## START Exercise inputs

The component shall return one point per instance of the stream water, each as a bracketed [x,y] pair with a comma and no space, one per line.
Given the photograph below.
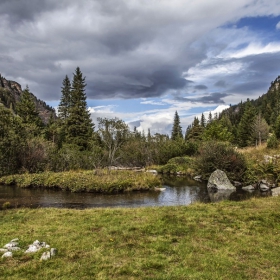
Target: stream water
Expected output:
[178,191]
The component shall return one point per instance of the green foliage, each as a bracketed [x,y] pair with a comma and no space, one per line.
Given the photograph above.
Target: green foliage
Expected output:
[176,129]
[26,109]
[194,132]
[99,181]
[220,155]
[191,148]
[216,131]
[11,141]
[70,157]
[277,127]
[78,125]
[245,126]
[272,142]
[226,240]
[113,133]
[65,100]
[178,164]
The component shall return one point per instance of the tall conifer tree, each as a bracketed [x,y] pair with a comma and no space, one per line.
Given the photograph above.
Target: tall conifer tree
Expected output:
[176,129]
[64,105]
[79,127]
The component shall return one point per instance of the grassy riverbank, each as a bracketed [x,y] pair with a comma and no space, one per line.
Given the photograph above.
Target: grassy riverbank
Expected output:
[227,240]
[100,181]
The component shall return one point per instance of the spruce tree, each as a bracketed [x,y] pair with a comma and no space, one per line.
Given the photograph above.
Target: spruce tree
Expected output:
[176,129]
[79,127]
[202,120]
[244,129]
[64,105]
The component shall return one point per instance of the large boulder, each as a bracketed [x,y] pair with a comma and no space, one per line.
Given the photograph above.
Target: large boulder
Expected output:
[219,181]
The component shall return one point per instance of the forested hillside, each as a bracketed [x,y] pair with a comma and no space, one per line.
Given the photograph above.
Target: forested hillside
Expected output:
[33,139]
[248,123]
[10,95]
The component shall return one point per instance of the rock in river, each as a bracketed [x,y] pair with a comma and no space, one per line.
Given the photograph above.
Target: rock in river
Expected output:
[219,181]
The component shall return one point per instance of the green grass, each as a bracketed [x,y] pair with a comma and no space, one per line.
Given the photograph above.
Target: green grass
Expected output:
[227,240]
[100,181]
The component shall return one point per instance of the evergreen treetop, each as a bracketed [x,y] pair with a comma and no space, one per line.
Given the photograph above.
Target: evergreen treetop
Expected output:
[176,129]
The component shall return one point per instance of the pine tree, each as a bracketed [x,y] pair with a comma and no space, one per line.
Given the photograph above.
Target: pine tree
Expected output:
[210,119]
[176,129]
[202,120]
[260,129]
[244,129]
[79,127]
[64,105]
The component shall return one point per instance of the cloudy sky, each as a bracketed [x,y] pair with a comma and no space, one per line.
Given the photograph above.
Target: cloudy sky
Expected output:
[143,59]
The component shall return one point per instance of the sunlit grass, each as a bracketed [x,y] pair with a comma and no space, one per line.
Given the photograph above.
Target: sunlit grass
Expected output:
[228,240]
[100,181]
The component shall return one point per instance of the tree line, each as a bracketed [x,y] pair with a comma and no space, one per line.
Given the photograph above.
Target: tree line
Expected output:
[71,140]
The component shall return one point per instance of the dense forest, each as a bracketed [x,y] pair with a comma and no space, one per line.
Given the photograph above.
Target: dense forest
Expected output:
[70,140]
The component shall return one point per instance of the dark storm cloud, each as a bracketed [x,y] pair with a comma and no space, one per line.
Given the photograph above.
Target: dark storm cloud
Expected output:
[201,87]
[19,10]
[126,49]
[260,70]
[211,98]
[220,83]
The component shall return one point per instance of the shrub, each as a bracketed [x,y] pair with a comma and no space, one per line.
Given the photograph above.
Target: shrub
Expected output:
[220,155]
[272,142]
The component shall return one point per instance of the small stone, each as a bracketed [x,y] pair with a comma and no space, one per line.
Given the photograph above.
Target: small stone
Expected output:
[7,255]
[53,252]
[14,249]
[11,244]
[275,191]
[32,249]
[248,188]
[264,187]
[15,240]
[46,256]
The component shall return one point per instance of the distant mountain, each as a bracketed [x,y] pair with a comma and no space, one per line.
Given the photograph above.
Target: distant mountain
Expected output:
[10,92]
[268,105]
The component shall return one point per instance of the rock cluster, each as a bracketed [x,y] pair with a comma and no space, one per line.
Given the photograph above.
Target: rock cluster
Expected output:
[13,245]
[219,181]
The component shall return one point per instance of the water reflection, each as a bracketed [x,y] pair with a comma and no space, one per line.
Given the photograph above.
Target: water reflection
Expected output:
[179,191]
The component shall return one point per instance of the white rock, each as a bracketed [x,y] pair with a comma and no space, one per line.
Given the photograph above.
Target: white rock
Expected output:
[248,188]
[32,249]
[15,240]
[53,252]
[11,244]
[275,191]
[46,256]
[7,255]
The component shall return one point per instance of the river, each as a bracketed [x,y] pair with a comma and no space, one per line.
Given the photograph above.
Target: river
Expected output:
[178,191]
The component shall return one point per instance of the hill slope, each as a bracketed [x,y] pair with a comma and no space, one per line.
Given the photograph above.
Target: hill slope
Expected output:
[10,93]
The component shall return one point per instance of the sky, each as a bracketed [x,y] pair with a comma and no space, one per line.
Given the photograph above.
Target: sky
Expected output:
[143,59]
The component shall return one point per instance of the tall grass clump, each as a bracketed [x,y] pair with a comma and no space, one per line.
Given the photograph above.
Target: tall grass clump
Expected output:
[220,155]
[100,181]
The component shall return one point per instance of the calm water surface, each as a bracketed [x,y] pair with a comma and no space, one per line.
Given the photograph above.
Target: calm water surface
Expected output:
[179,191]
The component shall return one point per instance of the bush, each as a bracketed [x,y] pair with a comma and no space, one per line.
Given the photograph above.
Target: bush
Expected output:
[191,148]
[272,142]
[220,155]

## END Exercise inputs
## START Exercise inputs

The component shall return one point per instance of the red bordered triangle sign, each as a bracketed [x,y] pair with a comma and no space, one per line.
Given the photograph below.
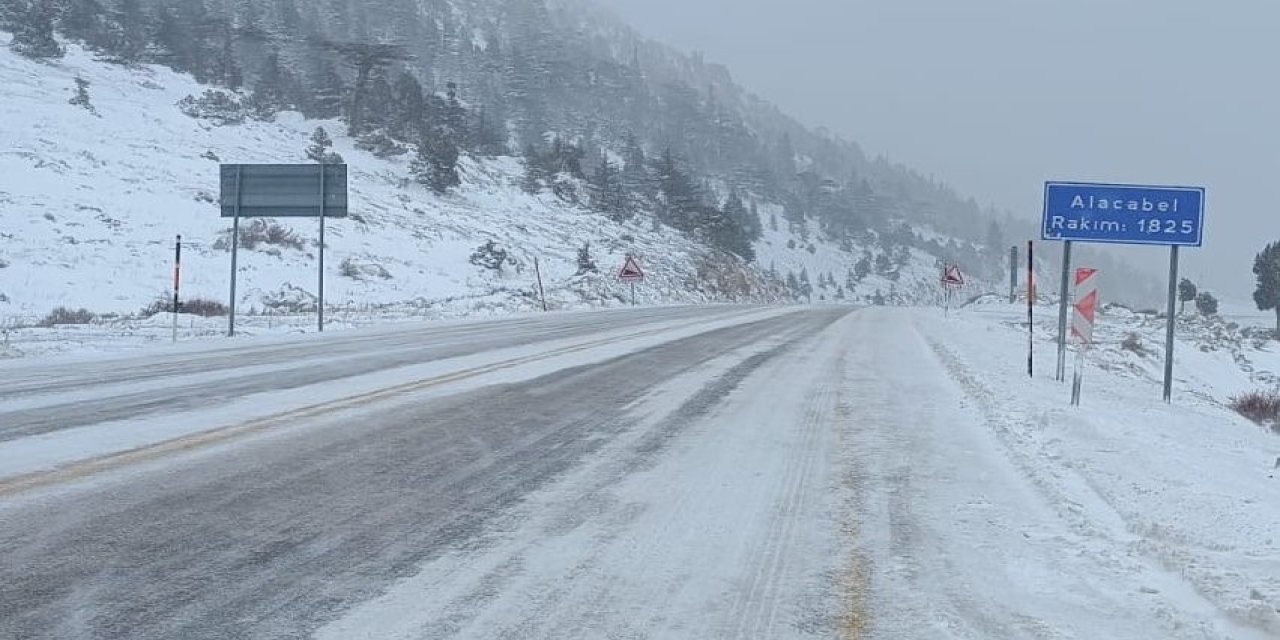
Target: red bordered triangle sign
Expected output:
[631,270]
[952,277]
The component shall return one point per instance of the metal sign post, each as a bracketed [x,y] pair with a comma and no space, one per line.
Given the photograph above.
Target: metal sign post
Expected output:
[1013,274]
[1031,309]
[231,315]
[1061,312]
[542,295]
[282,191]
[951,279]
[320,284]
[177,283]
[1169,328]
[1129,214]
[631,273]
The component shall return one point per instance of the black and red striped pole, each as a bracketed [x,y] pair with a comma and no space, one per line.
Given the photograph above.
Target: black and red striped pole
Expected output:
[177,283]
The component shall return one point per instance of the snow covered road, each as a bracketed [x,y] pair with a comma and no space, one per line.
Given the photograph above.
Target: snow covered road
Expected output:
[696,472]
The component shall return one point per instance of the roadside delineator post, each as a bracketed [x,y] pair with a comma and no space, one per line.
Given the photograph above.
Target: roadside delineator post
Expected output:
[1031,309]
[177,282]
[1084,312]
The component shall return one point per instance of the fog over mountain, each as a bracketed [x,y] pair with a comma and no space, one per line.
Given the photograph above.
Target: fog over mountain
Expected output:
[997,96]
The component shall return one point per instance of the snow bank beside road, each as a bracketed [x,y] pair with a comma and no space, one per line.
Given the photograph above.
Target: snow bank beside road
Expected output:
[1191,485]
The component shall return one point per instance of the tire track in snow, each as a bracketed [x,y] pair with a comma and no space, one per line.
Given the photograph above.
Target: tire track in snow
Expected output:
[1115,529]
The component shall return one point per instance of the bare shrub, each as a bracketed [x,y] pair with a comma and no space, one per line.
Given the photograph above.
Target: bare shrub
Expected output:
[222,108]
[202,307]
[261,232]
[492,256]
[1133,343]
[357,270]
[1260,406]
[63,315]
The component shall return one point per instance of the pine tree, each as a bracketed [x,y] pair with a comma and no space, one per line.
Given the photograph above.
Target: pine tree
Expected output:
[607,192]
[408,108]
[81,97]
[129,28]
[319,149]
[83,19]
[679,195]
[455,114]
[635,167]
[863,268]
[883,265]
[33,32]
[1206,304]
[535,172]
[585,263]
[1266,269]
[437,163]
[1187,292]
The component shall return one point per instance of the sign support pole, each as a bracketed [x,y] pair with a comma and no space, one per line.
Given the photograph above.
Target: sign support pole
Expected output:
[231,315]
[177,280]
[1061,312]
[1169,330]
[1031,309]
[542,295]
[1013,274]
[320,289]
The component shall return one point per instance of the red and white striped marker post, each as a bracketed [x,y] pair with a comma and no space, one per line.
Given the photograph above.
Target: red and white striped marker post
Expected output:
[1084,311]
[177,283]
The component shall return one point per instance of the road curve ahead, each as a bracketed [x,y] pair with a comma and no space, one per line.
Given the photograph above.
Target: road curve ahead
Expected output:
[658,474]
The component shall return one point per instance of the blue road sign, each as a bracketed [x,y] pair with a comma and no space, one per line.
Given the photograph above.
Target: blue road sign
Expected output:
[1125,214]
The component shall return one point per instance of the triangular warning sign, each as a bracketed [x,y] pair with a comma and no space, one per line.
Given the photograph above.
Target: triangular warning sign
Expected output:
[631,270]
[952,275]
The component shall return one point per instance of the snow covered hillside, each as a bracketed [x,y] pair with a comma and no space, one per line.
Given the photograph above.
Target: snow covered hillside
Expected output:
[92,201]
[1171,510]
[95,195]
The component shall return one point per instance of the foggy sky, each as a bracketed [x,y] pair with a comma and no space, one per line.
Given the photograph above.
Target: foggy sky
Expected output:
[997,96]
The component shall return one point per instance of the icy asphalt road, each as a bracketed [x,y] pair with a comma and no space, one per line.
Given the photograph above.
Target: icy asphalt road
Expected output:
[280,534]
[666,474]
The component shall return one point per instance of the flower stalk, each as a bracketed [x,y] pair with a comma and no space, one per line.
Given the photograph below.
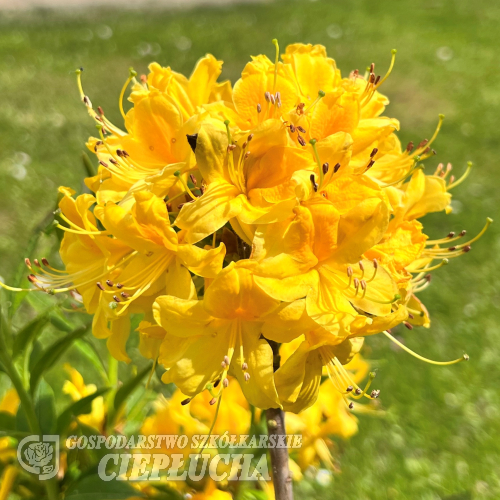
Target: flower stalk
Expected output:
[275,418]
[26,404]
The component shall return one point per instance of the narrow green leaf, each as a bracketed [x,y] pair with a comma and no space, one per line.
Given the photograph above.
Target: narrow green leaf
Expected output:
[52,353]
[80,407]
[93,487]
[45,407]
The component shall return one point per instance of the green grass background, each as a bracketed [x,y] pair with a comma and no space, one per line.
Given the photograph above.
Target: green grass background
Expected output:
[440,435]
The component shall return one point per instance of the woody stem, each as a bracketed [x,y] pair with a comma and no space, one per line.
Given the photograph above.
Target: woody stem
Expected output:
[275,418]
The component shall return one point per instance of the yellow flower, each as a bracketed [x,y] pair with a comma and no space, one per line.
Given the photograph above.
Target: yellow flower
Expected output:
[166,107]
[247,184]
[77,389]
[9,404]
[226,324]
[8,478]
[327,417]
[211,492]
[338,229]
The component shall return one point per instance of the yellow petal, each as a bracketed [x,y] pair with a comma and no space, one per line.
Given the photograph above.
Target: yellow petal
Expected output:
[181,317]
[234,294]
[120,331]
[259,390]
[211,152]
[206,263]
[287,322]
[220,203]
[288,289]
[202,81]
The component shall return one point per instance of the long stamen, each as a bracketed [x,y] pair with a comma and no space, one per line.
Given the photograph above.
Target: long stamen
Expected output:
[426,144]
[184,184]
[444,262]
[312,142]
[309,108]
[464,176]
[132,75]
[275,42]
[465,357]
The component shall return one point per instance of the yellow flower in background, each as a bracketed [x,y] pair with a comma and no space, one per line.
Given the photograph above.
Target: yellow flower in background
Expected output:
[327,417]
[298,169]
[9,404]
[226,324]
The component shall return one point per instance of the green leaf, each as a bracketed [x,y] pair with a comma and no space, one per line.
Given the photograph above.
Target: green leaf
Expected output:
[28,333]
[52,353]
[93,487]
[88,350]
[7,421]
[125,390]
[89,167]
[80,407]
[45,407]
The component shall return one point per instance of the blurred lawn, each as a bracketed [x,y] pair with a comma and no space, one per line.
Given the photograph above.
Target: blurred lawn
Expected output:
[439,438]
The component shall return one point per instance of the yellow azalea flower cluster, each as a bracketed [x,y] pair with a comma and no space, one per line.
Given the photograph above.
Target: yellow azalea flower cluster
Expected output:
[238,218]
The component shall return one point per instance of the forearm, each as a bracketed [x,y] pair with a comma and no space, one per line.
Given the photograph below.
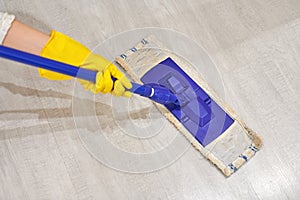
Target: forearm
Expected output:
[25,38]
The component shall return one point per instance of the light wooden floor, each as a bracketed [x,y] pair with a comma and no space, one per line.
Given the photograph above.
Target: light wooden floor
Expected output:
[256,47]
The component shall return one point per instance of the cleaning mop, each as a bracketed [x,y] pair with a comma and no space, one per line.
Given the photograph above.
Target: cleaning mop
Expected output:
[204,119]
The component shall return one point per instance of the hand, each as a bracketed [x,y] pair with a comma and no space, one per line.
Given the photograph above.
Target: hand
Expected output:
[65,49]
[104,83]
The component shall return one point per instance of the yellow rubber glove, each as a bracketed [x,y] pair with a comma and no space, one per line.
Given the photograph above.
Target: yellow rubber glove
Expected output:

## END Exercise inputs
## START Exercise inputs

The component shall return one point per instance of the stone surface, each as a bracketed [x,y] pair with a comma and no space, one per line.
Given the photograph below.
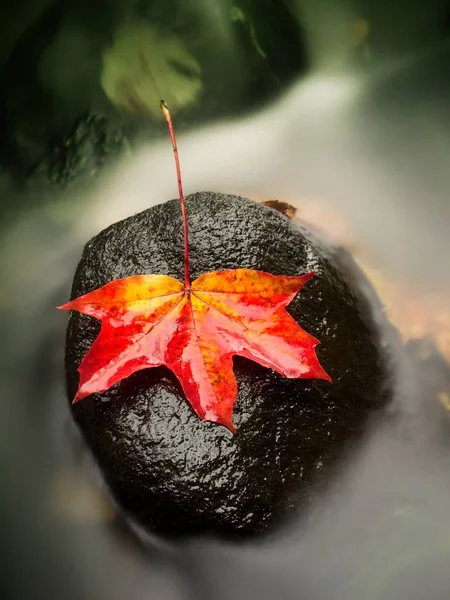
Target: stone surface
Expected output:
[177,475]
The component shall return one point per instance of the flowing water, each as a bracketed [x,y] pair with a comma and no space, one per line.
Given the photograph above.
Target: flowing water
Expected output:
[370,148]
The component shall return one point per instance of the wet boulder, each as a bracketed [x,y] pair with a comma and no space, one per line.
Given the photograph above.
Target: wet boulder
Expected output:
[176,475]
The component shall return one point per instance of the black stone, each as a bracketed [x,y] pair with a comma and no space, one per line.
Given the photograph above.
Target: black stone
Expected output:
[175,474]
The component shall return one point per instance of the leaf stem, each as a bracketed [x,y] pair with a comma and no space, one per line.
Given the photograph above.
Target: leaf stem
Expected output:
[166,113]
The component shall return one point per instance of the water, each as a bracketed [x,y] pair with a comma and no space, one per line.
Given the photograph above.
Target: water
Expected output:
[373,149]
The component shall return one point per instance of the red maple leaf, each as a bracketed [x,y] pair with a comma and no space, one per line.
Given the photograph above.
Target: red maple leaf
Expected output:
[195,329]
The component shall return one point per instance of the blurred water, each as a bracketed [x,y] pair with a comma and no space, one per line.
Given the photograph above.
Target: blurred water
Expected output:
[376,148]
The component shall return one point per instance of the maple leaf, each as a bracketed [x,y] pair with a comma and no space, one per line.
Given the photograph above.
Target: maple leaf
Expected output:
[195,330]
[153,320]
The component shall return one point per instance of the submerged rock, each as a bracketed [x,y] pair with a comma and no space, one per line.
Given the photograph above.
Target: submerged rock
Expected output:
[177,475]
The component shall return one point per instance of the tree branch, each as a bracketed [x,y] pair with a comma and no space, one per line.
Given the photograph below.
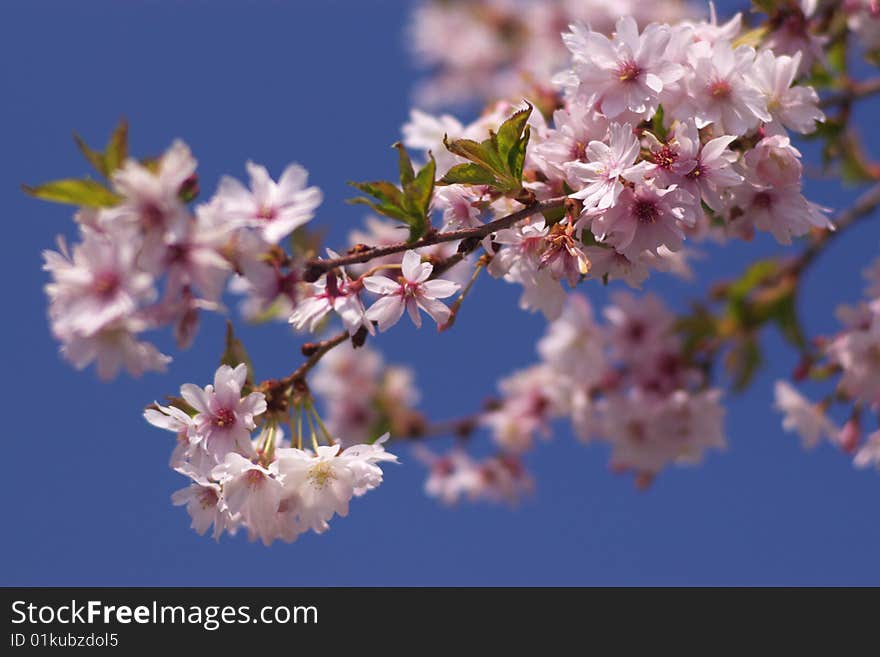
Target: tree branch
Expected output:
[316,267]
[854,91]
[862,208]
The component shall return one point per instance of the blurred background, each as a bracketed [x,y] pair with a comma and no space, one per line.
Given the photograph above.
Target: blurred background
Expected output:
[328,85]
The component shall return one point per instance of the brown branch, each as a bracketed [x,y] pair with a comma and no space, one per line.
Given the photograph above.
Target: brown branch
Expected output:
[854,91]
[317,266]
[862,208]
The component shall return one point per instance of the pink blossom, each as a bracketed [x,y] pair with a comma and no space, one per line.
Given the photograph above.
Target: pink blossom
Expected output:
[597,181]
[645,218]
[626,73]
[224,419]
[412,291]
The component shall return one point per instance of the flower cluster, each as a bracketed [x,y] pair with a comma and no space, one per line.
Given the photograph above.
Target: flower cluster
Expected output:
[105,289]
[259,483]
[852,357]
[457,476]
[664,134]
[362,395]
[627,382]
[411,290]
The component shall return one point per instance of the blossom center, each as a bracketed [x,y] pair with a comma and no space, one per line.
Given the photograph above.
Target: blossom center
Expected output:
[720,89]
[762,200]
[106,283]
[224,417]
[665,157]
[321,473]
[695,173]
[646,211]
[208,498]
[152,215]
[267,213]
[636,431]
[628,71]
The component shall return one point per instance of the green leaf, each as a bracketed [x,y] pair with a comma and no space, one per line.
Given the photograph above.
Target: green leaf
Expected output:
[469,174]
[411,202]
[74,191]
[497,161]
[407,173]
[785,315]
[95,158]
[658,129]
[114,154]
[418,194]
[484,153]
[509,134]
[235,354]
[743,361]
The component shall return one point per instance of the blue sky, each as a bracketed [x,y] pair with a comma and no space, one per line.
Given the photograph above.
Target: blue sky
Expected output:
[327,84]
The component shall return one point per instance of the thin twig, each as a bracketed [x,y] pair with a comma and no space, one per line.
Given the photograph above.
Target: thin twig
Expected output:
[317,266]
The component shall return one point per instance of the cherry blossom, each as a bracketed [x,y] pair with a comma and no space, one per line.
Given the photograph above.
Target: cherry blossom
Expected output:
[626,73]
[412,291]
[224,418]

## END Exercise inputs

Your task -> Collect every line of the data above that contains the word "background", and list them in their original order.

Finished answer ->
The component shall return one point per instance of the green grass background, each as a bracketed [x,y] pair with a comma and no space, one per line.
Target: green grass background
The component shall return one point per instance of the yellow flower in background, each as a bracketed [x,y] pair with a comma and no space, one per line.
Target: yellow flower in background
The component shall return one point per instance of the blurred background, each as a bracketed [x,y] pair with a comma and no space, one per line.
Target: blurred background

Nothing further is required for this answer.